**Supplied text**.
########

Schoolchildren’s ‘Eyes of the World’ art installation sends powerful message to G7 leaders

Thousands of schoolchildren from Cornwall, Devon and Dorset have created a massive ‘Eyes of the World’ art installation, to send a message to Boris Johnson and the G7 world leaders that they want to see action on the climate crisis and for everyone to be safe from Covid by being vaccinated.  

Unveiled on the opening day of the G7 summit at St Mary’s Catholic Primary School in Falmouth, the giant artwork was comprised of thousands of eyes, handcrafted by children across the region.   

One pupil said: “My message to G7 leaders is that the eyes of the world are watching them, so are all the young people, to make sure they make the right decisions.” 

Another pupil added: “My message to the world leaders is that they shouldn’t just talk about climate change, they actually need to do something about it”! 

The installation was created in collaboration with UK charity CAFOD, each eye included messages for the ​summit leaders, ranging from calls to stop the climate crisis, to making sure everyone has a ​ Covid vaccine, and that those living in poverty are cared for.

########

**Dataset entries**.
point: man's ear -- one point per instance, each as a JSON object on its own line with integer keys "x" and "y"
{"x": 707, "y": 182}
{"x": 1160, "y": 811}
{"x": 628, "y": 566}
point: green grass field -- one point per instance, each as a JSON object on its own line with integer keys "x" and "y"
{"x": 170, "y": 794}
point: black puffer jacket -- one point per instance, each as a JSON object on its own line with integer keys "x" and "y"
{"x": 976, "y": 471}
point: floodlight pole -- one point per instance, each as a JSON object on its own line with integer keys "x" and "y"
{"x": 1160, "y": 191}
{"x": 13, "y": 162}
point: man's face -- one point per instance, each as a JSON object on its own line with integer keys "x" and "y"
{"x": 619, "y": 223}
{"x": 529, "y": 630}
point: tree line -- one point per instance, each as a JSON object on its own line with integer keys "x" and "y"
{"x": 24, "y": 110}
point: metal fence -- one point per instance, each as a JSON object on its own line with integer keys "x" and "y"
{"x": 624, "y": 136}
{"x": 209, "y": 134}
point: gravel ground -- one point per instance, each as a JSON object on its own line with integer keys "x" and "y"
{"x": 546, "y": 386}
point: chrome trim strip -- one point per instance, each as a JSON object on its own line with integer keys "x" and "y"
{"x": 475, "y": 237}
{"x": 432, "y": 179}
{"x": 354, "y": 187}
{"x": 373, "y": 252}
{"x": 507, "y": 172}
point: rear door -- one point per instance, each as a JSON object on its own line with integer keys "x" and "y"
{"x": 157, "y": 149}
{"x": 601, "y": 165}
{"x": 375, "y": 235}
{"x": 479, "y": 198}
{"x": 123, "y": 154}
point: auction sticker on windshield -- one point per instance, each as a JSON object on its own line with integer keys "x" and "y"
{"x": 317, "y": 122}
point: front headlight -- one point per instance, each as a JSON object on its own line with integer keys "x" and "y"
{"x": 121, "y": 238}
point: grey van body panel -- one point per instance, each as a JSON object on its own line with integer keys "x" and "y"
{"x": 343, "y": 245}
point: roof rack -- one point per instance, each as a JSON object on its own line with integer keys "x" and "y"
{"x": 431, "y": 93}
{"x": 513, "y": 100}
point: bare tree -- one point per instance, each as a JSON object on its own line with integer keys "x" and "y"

########

**Work instruction 1**. Reproduce word for word the part of the article on the "Eyes of the World" installation that opens with the words containing "The installation was" and closes with "are cared for.".
**Work instruction 2**. Write the next part of the article on the "Eyes of the World" installation, picking up after its final sentence.

**Answer area 1**.
The installation was created in collaboration with UK charity CAFOD, each eye included messages for the ​summit leaders, ranging from calls to stop the climate crisis, to making sure everyone has a ​ Covid vaccine, and that those living in poverty are cared for.

**Answer area 2**.
Mrs Demelza Bolton, Executive Headteacher at St Mary’s, said: 

“My messages to world leaders is we know that when countries come together great things can happen quickly such as the vaccine. We would like the world leaders to come together, discuss really important issues, care for our common home and support for the poor communities who are suffering most around the world.” 

Simon Giarchi, CAFOD’s local representative from Plymouth, shared how inspiring the artwork has been for the whole community:   

“Pupils from across Cornwall, Devon, and Dorset are truly inspirational and deeply committed to raising their voices during this historic summit.   

“The incredible support from schools’ communities and young people is visibly huge today, showing world leaders that the eyes of local people, and indeed the world, are on them as they make decisions which will affect us all today, and for future generations. 

“We’d like to say thanks to D S Smith, who supplied the recycled material to create this stunt. And say that none of this would have been possible without the fantastical support and hardwood of the children and staff at CAST Schools across Devon and Cornwall.”

 In the run-up to COP26, the UN climate conference being hosted by the UK in Glasgow this November, CAFOD expects thousands more pupils will get involved in the ​’Eyes of the World’ campaign, calling on the Prime Minister to support the world’s marginalised and vulnerable communities affected by the climate crisis.